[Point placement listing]
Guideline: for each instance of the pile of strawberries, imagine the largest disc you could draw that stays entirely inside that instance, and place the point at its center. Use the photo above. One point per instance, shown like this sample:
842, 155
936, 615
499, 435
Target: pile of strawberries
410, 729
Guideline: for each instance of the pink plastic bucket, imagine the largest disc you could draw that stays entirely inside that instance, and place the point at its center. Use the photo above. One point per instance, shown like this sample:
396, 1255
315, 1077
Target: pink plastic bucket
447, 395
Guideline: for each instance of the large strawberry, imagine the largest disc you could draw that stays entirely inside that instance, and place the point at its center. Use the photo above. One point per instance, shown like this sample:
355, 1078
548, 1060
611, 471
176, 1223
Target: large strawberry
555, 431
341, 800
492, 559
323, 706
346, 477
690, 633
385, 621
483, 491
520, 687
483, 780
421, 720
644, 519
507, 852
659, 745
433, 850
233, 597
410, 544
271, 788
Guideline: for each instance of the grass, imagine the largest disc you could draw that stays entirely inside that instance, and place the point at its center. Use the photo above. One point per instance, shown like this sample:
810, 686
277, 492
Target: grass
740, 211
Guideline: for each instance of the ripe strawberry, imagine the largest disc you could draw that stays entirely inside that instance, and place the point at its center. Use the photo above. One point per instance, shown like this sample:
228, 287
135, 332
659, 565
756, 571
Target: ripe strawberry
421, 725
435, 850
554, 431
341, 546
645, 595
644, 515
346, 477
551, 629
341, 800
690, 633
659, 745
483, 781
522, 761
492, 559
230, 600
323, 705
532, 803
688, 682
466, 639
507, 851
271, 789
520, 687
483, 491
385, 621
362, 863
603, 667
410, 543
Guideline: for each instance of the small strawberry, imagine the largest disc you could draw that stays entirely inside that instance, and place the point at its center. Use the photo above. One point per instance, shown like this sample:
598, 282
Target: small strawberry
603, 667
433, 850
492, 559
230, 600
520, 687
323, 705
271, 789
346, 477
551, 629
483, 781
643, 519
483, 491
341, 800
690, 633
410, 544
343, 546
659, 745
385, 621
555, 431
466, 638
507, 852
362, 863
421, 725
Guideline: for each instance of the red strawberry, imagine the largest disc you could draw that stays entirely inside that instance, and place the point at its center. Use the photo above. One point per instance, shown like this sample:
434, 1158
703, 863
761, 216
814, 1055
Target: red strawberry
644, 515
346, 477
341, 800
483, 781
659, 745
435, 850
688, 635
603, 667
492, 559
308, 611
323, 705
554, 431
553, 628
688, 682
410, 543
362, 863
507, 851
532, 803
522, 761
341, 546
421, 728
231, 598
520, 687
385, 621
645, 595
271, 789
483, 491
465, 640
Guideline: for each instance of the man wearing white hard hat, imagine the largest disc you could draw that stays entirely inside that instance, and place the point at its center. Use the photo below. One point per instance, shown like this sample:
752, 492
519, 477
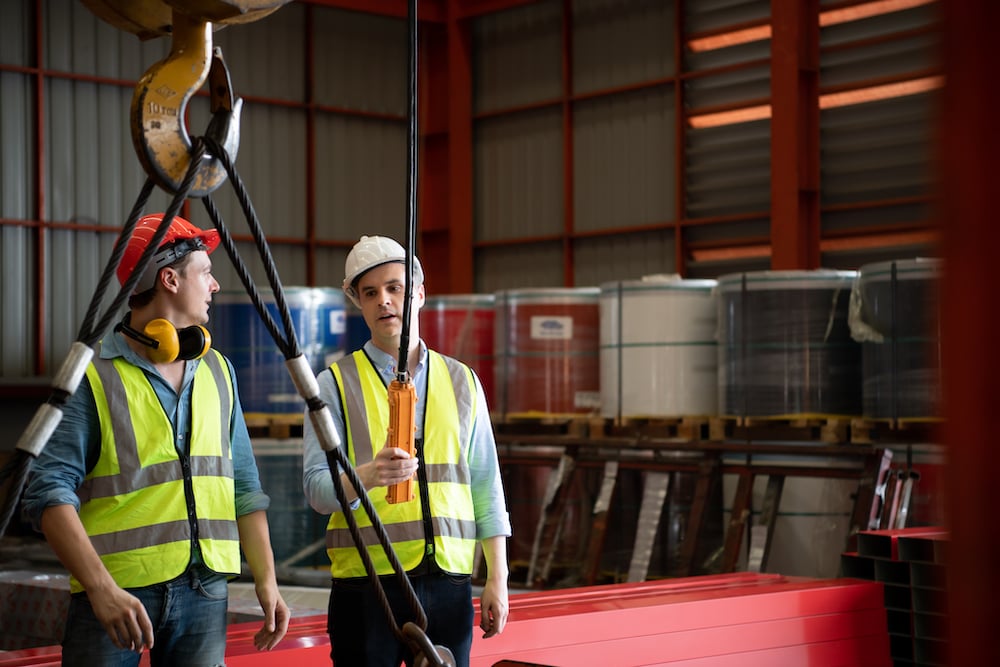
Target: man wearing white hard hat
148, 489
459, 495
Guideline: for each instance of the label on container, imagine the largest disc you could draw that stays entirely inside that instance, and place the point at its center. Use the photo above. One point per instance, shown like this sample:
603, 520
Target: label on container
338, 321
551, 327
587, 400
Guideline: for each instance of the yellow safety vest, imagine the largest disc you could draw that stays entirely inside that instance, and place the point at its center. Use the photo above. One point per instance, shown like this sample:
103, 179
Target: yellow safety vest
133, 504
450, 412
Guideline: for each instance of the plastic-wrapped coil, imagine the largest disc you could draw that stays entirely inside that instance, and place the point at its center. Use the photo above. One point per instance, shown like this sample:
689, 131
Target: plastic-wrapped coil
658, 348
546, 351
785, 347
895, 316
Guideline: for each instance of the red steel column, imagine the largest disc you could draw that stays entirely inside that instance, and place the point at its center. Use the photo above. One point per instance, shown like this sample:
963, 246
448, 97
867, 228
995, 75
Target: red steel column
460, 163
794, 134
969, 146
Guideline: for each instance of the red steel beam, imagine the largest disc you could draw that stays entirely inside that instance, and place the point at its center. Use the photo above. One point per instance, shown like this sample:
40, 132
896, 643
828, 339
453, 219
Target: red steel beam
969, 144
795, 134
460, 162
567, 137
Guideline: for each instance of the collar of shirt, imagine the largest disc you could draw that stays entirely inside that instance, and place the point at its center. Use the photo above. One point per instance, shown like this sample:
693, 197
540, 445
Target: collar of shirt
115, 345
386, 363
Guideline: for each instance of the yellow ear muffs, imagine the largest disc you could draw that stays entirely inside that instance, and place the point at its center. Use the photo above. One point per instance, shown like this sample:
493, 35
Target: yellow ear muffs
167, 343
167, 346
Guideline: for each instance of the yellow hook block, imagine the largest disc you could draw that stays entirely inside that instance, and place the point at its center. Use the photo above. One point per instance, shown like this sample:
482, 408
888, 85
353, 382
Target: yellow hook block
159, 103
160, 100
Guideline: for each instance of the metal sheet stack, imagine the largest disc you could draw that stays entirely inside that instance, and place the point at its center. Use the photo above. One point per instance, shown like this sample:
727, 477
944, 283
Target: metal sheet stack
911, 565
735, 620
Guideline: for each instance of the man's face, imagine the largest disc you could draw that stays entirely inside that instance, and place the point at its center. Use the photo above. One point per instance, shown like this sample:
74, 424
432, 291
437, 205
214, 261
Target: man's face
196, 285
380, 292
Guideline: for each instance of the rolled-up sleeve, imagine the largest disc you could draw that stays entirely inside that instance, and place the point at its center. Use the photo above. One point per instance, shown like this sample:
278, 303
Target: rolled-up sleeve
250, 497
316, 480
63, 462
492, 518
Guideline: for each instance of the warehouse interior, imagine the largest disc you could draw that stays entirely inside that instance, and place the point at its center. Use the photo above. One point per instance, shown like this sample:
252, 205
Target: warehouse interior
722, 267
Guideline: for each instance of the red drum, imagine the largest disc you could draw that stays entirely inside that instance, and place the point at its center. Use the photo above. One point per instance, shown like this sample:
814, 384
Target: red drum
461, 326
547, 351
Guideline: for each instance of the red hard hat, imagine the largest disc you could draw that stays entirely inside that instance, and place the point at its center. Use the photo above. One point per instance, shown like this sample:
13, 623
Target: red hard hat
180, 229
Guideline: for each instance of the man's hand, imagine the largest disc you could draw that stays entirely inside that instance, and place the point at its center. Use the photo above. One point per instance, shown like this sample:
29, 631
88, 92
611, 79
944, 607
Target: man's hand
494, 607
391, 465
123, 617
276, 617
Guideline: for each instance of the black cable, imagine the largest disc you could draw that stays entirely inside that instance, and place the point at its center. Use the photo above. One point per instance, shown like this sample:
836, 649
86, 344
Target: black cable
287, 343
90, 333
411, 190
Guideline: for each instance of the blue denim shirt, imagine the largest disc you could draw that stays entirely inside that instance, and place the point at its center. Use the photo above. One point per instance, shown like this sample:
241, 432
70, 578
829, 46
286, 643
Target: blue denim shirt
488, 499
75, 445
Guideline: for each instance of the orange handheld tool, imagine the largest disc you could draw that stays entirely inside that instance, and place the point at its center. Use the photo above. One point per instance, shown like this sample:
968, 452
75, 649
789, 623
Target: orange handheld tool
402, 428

SHORT EXERCISE:
Reproduce the whole listing above word for word, leaving out the pictures.

SOLUTION BELOW:
Guideline: for each instance of the pile of strawberries, imagine the largest disc you could draw that stays entirely inside that instance, and place the point at its center. Use the photo above. One point per instance, shown like this sample:
842, 155
936, 615
499, 435
Target: pile of strawberries
410, 729
Guideline: for each instance of the pink plastic bucket, imagine the largest disc you could draw that stays entirely inside that instance, and place the point at its center. Use the photo above. One point per instance, shown like this sample:
396, 1255
315, 1077
Target: pink plastic bucket
447, 395
Guideline: for each instance of the large strawberry, imagine the largest disc you could draw that stays entirely inside that instance, and place the point at its center. Use the photo above. One point per instance, shown like this sample:
355, 1078
548, 1060
611, 471
176, 1223
Target: large strawberry
555, 431
341, 800
492, 559
323, 706
346, 477
690, 633
385, 621
483, 491
520, 687
483, 780
421, 720
644, 519
507, 852
659, 745
433, 850
233, 597
410, 544
271, 788
Guideline: for each instance of the grass, imagine the largest disc you could draw that stays entirely inside that instance, and place the point at its center. Use the photo above. One point per instance, shown like this sample:
810, 686
277, 492
Target: grass
740, 211
Guideline: for each instance of the ripe strawberry, imagine the largest disc you could draw that stays entirely inside that instance, and place the point at its center. Use the photo above. One point per instance, shown like this sample:
228, 287
135, 332
659, 565
756, 571
Target: ripe strawberry
421, 725
435, 850
554, 431
341, 546
645, 595
644, 515
346, 477
551, 629
341, 800
690, 633
659, 745
483, 781
522, 761
492, 559
230, 600
323, 705
532, 803
688, 682
466, 639
507, 851
271, 789
520, 687
483, 491
385, 621
362, 863
603, 667
410, 543
Guideline: for each instance of the small strawberry, imagine the largest disc you could draw that stays entirely inside that instance, and place the point at its center. Use the photo above. One point per instance, shown like this sample:
598, 282
Target: small strawberry
603, 667
433, 850
492, 559
230, 600
520, 687
323, 705
271, 789
346, 477
551, 629
483, 781
643, 519
483, 491
341, 800
690, 633
410, 544
343, 546
659, 745
385, 621
555, 431
466, 638
507, 852
362, 863
421, 725
Guideline: for each instance of the red strawberry, imagine the largest disc you could draw that stays entirely inside that instance, and place the point at its center. Use the photo above. One point per instance, shown like this sample:
434, 1158
703, 863
761, 216
814, 1055
Target: red strawberry
644, 515
346, 477
341, 800
483, 781
659, 745
435, 850
688, 635
603, 667
492, 559
308, 611
323, 705
554, 431
553, 628
688, 682
410, 543
362, 863
507, 851
532, 803
522, 761
341, 546
421, 728
231, 598
520, 687
385, 621
645, 595
271, 789
483, 491
465, 640
Guideline: for each instance of the man wearing white hard hat, imagine the largest disc you could draw that stays entirely inside that instance, and place the point at its center. Use the photo below. One point per instance, shown like this sample:
752, 492
519, 477
Target: man wearing white hard hat
148, 489
459, 495
Guideline: for each instance of the label on container, imagine the largest disc you could draw that stays entirely inside that instance, and place the point at its center. Use the photo above. One point per instance, shown like this sample:
603, 520
Target: label on container
338, 321
551, 327
587, 400
Guideline: for each instance of the yellow safety vest, imagine the largest disc you could draw that stays entirely inside that instance, and place the point at its center. Use the photo above. One point per instance, shown like this sample:
103, 179
Target: yellow safety vest
133, 504
450, 412
Guideline: for each instance of the plastic-wrapped coil, imagine the largest disc you could draw that stays entirely inside that instance, and place the point at its center. Use the photo above. One point per instance, shown like this sample:
689, 131
Target: plastic-wrapped coil
658, 348
546, 351
785, 347
895, 316
Guideline: for each instance of the red steel column, imagine the largest disc you could draw that stays entirely inside that instance, and place the point at its center. Use the photo above. One point per instance, shown like this sample:
963, 246
448, 97
867, 228
995, 75
Target: red steel column
460, 163
794, 134
969, 146
Guideline: for each instance of the red steel beam, imagine the largest disc you could draw that stays entirely inside that instance, and place the point at its center. Use the photo above. One point per instance, shown like this sample:
40, 132
896, 643
828, 339
453, 219
Target: red steel beam
969, 144
795, 134
460, 162
567, 137
Guideline: for each instance of the collar of shirt, imagine the largest disc you could draw that stays entirely inside that instance, and place the point at its center. Use the photo above. One point per instance, shown like this sample:
693, 197
540, 445
Target: collar of shirt
115, 345
386, 363
Guideline: for each instance of the yellow ear muffs, imagine the largest disc you could draw that stays entirely inside that instance, and place the point at its center. Use the photo above. One point per instance, shown like this sample:
493, 35
Target: yellow ear muffs
167, 343
167, 346
Guideline: for each instance of the yellow hook block, imagine the largest disc you could draw that stays entirely inside that instance, and place the point at its center. Use the photo above. One point per instance, shown like this sample:
482, 408
888, 85
353, 382
Target: yellow hook block
159, 103
160, 100
Guideline: for each instance of the metal sheet stack, imagine the largest disc you could draw that stays entirely inside that instance, and place the point at its center. Use the photo above. One point per instance, shown like this sample:
727, 477
944, 283
Target: metal sheet stack
911, 565
735, 620
Guideline: for each instance of the man's face, imagine the largest disc you could draw that stays entirely inside that instance, and place the point at its center. Use the photo above. One point per instance, shown like this sample:
74, 424
432, 291
437, 205
214, 261
Target: man's face
196, 285
380, 292
Guideline: for each instance of the rolled-up sleeve, imagine the largest disc you could draw that stays entirely inside that instance, and place the point at its center. Use the photo above. One point per instance, shown like this sample:
278, 303
Target: rolled-up sleeve
250, 497
316, 480
63, 462
492, 518
Guideline: for each instance of the warehouse interior, imagine the largest disc you could draw that stays entirely inside that instance, and place the point at its center. Use the photo above. One point per instance, shown like this sample:
252, 205
Target: warehouse interior
722, 267
Guideline: for each instance of the red drum, imagine the largest disc you could draw that stays entirely inside that instance, and place the point at its center. Use the photo above. One point per instance, shown like this sample:
814, 384
Target: red drum
461, 326
547, 351
Guideline: for each instance of the red hard hat, imagine the largest disc you could draw that stays entirely inside that instance, and place the point at its center. Use the photo above. One point per instance, shown like this sample:
13, 623
Target: red hard hat
180, 229
Guideline: for each instance of the man's hand, imagine the largest disc you could draw that stays entirely inside that instance, and place the point at its center. Use the photo above. One point per instance, shown like this sample:
29, 631
88, 92
611, 79
944, 607
Target: man's hand
494, 607
391, 465
123, 617
276, 617
Guideline: for each instance of the black cable, imagine the largest disc you could draw that stays entirely inside that instance, and place the point at its center. Use the photo above. One point per instance, shown like this sample:
836, 649
86, 344
Target: black cable
287, 343
90, 333
411, 190
Guideline: for each instance of the blue denim shirt, imagine the largest disc you could draw that stays entirely inside that instance, and place the point at its center. Use the photo above. One point per instance, shown like this sample:
241, 432
70, 578
829, 46
286, 643
Target: blue denim shirt
488, 499
75, 445
Guideline: for each instance of the orange handheld tool, imagine the largest disc you could draw that stays entirely inside that instance, and place the point at its center. Use the photo above. One point per instance, shown like this sample:
968, 452
75, 649
789, 623
Target: orange handheld tool
402, 428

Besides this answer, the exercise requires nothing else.